Start of Records supplied

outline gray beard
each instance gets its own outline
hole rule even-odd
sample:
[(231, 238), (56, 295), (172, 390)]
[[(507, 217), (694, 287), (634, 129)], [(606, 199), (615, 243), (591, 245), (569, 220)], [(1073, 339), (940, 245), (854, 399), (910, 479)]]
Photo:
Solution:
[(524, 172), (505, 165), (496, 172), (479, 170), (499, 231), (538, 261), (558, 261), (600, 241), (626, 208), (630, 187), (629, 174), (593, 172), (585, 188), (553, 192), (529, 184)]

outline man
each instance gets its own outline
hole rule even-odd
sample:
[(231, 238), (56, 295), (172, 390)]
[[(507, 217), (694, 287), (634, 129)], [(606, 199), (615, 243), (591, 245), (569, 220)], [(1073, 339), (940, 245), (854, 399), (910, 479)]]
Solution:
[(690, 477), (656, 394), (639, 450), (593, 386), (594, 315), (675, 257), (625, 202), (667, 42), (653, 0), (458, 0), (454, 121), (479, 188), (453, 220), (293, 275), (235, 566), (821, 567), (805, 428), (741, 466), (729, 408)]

End of Records supplied

**Task instructions:** Copy out the full listing above. Keep every word as it is.

**Solution below:**
outline gray beard
each instance gets its own outline
hole rule even-odd
sample:
[(231, 238), (56, 295), (172, 390)]
[[(507, 217), (694, 287), (634, 129)], [(606, 199), (615, 243), (591, 245), (569, 220)], [(1073, 339), (940, 245), (854, 399), (910, 479)]]
Photo:
Solution:
[(524, 172), (505, 165), (496, 172), (479, 170), (499, 231), (538, 261), (558, 261), (600, 241), (626, 208), (630, 187), (629, 174), (593, 172), (585, 188), (553, 192), (529, 184)]

outline man
each instance gets its own outline
hole rule even-odd
sample:
[(231, 238), (56, 295), (172, 390)]
[[(507, 217), (694, 287), (634, 129)], [(606, 199), (615, 243), (591, 245), (569, 220)], [(1073, 339), (940, 245), (854, 399), (910, 479)]]
Solution:
[(690, 477), (656, 394), (639, 450), (593, 386), (594, 315), (675, 257), (625, 202), (667, 42), (653, 0), (458, 0), (454, 121), (479, 188), (453, 220), (293, 275), (235, 566), (821, 567), (805, 428), (741, 466), (729, 408)]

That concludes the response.